Written exercise:
In the forum thread on loose tenon grain direction, how much narrower does runswithscissors suggest making the tenons?

# Loose Tenon Grain Direction Problem (Any ideas?)



## Tetroniker (Jul 14, 2018)

Hey forum, so I ran into a problem. I was given a bunch of oak from a friend so thought I'd make a table. Given the grain direction, when I make my loose tenons, I suspect either the base or the beam will split over time. Or am I incorrect here?

Base:









Beam:









How it'll be joined:









Am I overthinking this?


----------



## JADobson (Aug 14, 2012)

You are going to be a-okay. No worries.


----------



## Tetroniker (Jul 14, 2018)

> You are going to be a-okay. No worries.
> 
> - JADobson


Thanks, I was just uncertain as this will be the first time doing loose tenons.


----------



## bondogaposis (Dec 18, 2011)

Don't worry be happy, that is some very nice quarter sawn oak you have there.


----------



## Tetroniker (Jul 14, 2018)

> Don t worry be happy, that is some very nice quarter sawn oak you have there.
> 
> - bondogaposis


Thank you, I have a wealthy friend who collects piles of lumber and gives me a lot of it at a good price. This was the first time working with QSWO and had I known in advance, I'd have done the legs completely different!  It's okay, it'll all workout in the end.


----------



## runswithscissors (Nov 8, 2012)

Make the tenons a bit narrower in width to avoid any possibility of them swelling and splitting the oak. 1/8" narrower should be enough.


----------



## RichT (Oct 14, 2016)

If you have a boatload of the QSWO, just make your loose tenons to match the grain of your members.

Even if you don't, I wouldn't worry. Movement over three or four inches isn't going to amount to much. Like runswithscissors says, leave a bit of a gap on the width and you'll be even safer.


----------

Object position labeling listing

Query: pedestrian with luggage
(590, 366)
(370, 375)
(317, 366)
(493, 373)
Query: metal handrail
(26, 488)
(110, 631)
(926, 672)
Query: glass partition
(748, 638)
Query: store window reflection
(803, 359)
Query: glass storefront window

==

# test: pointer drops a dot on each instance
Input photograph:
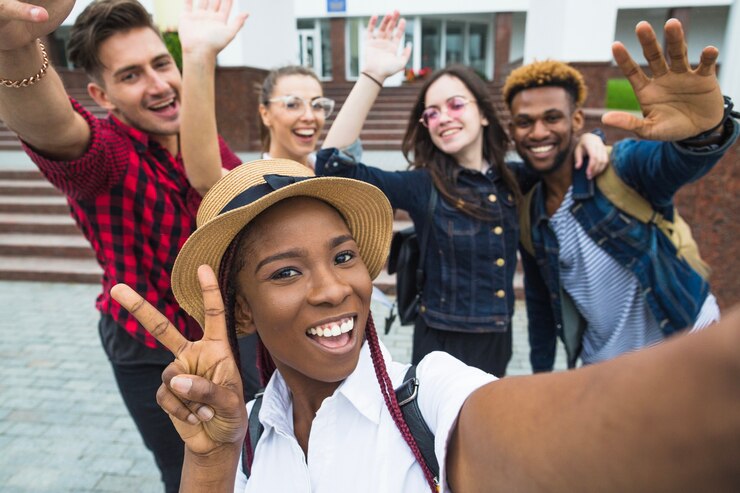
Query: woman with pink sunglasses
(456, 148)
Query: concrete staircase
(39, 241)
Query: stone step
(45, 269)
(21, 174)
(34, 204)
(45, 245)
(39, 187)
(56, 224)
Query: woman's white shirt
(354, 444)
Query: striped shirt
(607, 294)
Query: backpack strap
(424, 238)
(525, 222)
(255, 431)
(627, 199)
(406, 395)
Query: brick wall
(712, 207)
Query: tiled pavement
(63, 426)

The output:
1/8" narrower should be enough.